:: Short problem 1 ::
In the Y block engine story, condense the paragraph that begins "Fast forward several months later" into a shorter version that keeps its main facts.

>> begin Quoted text

The owner noticed me checking things out and muttering numbers here and there - "I can load it up with the tractor if you like," he offered to me thinking I would buy it then and there.
"No, I don't think so. This isn't a 312," I stated. From there the owner started stuttering and stammering as if I was being accusatory. I was not trying to be, and most probably he did not even know what the differences are - most guys we run across don't know and they simply buy into the "I've gotta 312" story. Now mind you with my own friends or people I regularly deal with, my knowledge base and experience is not a problem. When this happens with someone who does not know me very well it becomes awkward - most of the time the owner is old enough to be my dad… or my grandpa! Heaven knows I try to deal with these people with respect. I told him that I would think about it some but that for me it was a pig and a poke, so spending $500 was out of the question. As I left that day I thought maybe I could purchase it, inspect it, and put it on the run stand to see what she does.
Fast forward several months later and my friend Jan Urbanczyk contacts me looking for a good, used Y block for his 56. At the time he inquired I did not have anything on my run stand and was in the process of building a hot street performance 312. However, my episode with the 54 convertible and the availability of the Y block the guy had for sale came to mind. I told Jan about the lead but warned him about the owner's mistaken opinion of what he had. I did tell him that if he did indeed purchase the engine/transmission combination that I would like to purchase the flywheel, clutch, and transmission from him once he had it in his possession. We agreed on a price and a day when Jan would drive out there (Jan lives about 2 hours east) and talk turkey. When the day arrived I got there just in time to see the owner loading up the Y block on the bed of Jan's truck, with the transmission and parts already unbolted on a garage floor.

>> end Quoted text
>> begin Entries

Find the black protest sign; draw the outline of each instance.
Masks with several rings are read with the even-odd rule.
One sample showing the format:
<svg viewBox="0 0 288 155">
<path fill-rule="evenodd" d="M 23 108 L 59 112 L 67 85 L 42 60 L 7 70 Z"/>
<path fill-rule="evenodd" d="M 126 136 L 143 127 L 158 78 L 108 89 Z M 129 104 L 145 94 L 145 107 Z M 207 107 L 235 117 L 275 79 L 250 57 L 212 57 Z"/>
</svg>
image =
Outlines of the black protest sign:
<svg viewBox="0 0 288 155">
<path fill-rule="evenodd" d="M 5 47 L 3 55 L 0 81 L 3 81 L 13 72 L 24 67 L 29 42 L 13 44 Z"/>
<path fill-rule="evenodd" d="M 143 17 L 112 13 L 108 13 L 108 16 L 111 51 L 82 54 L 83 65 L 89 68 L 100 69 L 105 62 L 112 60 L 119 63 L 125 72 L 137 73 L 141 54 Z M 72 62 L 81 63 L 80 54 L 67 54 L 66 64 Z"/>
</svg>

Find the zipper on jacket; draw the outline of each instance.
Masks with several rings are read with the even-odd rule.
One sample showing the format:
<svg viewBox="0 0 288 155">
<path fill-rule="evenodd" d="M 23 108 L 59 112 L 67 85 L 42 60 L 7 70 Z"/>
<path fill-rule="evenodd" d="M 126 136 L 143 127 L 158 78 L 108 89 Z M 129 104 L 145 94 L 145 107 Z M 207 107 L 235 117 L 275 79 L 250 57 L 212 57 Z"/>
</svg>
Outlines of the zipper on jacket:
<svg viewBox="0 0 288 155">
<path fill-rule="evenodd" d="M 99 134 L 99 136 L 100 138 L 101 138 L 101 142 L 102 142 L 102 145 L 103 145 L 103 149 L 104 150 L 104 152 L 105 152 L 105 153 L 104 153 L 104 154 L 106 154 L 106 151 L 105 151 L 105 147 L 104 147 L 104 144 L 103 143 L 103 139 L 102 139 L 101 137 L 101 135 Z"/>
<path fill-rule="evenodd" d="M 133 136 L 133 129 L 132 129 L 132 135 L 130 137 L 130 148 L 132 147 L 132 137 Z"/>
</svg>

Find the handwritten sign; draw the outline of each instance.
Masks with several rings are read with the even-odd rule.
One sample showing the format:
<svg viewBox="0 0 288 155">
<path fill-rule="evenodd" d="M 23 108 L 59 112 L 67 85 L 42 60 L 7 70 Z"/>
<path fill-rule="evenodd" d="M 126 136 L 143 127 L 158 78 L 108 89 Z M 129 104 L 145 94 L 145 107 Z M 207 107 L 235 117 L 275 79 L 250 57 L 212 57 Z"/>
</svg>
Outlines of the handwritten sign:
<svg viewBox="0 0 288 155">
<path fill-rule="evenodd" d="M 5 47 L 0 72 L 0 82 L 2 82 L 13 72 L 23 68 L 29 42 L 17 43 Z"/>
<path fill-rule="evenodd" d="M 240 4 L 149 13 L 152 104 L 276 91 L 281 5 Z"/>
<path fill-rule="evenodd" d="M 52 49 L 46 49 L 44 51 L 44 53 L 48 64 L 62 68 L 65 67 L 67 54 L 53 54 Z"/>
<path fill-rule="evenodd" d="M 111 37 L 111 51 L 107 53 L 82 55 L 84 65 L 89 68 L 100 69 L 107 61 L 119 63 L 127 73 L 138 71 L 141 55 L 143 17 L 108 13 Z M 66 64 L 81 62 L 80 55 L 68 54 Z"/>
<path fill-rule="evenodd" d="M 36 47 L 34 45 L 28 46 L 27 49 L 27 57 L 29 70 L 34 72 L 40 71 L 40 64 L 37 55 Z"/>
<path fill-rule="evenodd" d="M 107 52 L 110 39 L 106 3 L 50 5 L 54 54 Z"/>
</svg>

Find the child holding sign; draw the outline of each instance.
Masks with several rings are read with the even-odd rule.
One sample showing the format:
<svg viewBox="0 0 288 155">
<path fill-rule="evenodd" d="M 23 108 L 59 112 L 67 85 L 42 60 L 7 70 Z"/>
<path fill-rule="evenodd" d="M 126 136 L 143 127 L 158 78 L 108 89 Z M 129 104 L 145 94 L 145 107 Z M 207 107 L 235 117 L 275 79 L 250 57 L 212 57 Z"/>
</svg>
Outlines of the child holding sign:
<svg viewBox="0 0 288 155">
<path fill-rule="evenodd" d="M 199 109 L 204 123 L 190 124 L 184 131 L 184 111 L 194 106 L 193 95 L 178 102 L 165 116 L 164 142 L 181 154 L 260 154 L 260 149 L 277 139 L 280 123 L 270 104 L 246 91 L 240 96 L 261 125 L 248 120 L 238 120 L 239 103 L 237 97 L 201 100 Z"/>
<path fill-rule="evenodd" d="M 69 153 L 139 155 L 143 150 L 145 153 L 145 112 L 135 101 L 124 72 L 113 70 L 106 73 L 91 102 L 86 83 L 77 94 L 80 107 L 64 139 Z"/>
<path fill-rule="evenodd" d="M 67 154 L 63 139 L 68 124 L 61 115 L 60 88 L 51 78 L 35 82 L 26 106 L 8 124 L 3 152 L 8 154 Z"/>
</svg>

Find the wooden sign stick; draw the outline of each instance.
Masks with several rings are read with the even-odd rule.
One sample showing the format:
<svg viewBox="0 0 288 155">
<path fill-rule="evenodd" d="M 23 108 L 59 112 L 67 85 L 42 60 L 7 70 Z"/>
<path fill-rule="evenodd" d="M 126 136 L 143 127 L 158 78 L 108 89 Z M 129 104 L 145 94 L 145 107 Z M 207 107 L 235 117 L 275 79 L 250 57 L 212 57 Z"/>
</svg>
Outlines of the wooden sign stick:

>> end Entries

:: Short problem 2 ::
Recast the records as a JSON list of strings, one string per line and no entries for blank lines. Cover only the lines from the one with "Find the child" to the end of the records.

:: Exercise response 1 ::
Several months later, my friend Jan Urbanczyk asked me about a good used Y block for his 56. I had nothing on my run stand and was building a hot street performance 312. Remembering the 54 convertible and the Y block for sale, I told Jan about it and warned him that the owner was mistaken about what he had. If Jan bought the engine/transmission combination, I wanted to buy the flywheel, clutch, and transmission from him. We agreed on a price and a day for Jan, who lives about 2 hours east, to drive out. When I arrived that day, the owner was loading the Y block onto Jan's truck, with the transmission and parts already unbolted on a garage floor.

:: Exercise response 2 ::
[
  "Find the child holding sign; draw the outline of each instance.",
  "Masks with several rings are read with the even-odd rule.",
  "One sample showing the format:",
  "<svg viewBox=\"0 0 288 155\">",
  "<path fill-rule=\"evenodd\" d=\"M 23 108 L 59 112 L 67 85 L 42 60 L 7 70 Z\"/>",
  "<path fill-rule=\"evenodd\" d=\"M 126 136 L 143 127 L 158 78 L 108 89 Z M 129 104 L 145 94 L 145 107 Z M 207 107 L 235 117 L 275 79 L 250 57 L 212 57 Z\"/>",
  "</svg>",
  "Outlines of the child holding sign:",
  "<svg viewBox=\"0 0 288 155\">",
  "<path fill-rule=\"evenodd\" d=\"M 199 109 L 204 123 L 190 124 L 184 131 L 184 111 L 194 106 L 193 95 L 178 102 L 165 116 L 164 142 L 181 154 L 260 154 L 260 149 L 277 139 L 280 123 L 270 104 L 246 91 L 240 96 L 261 125 L 248 120 L 238 120 L 239 103 L 237 97 L 201 100 Z\"/>",
  "<path fill-rule=\"evenodd\" d=\"M 69 153 L 139 155 L 143 150 L 145 153 L 145 112 L 135 101 L 124 72 L 113 70 L 106 73 L 91 102 L 86 83 L 77 94 L 80 107 L 64 139 Z\"/>",
  "<path fill-rule=\"evenodd\" d=\"M 67 154 L 63 139 L 68 124 L 61 115 L 60 88 L 51 78 L 35 82 L 26 106 L 8 124 L 3 152 L 8 154 Z\"/>",
  "</svg>",
  "Find the wooden sign stick; draw the outline of each instance.",
  "Masks with several rings are read with the even-odd rule.",
  "One sample showing the format:",
  "<svg viewBox=\"0 0 288 155\">",
  "<path fill-rule=\"evenodd\" d=\"M 23 108 L 59 112 L 67 85 L 42 60 L 7 70 Z\"/>",
  "<path fill-rule=\"evenodd\" d=\"M 126 136 L 143 127 L 158 78 L 108 89 Z M 129 104 L 145 94 L 145 107 Z M 207 107 L 235 117 L 275 79 L 250 57 L 212 57 Z\"/>",
  "</svg>",
  "Outlines of the wooden sign stick:"
]